┏━━

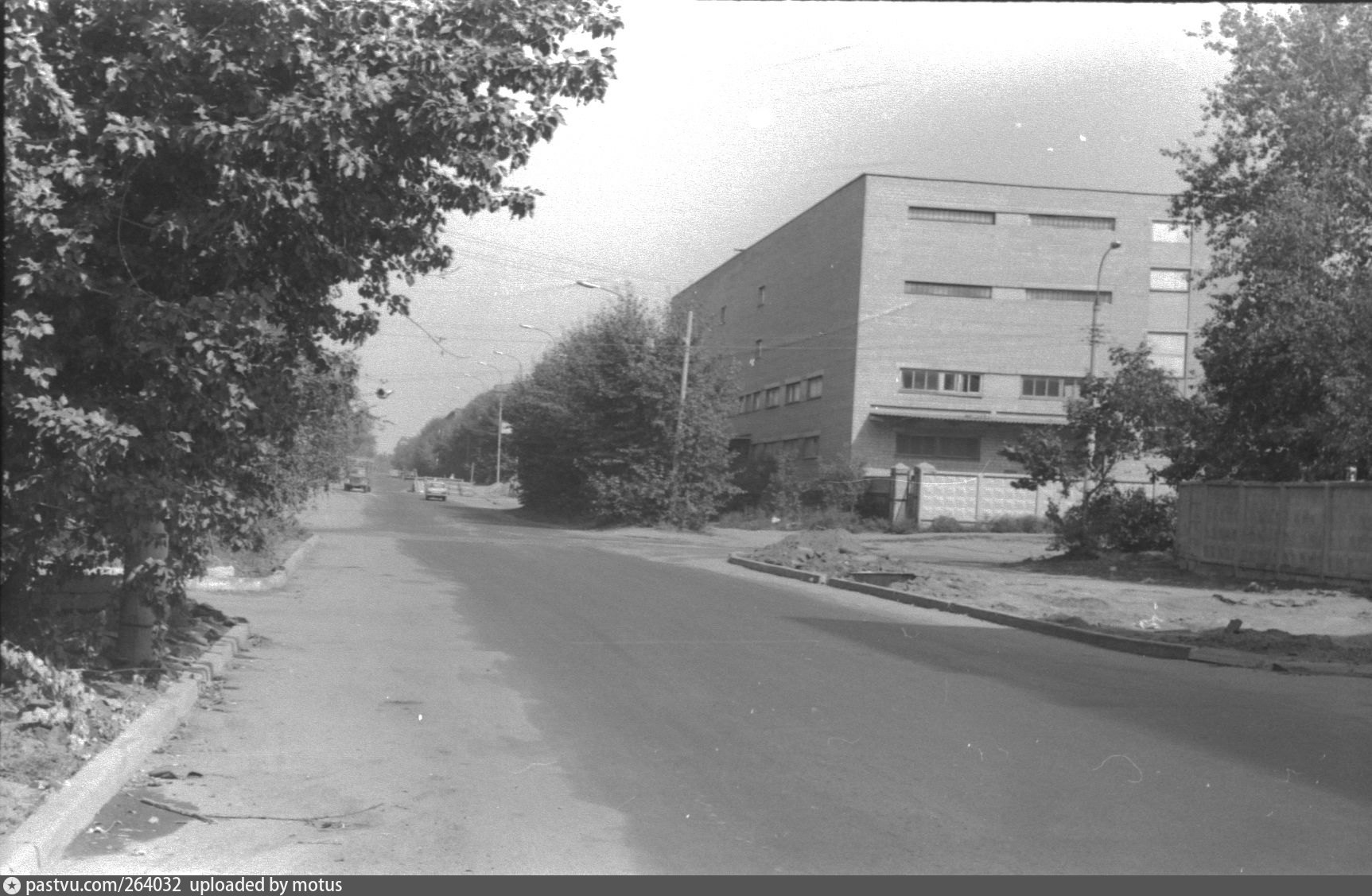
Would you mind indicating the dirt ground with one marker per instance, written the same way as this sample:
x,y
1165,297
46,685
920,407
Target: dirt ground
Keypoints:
x,y
1145,595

┗━━

Identify the lines in the entries above that contain "ground", then copy them out.

Output of the task:
Would you mind indicating the dirt ground with one marker per instance, written the same way as this sample:
Target: dirt ground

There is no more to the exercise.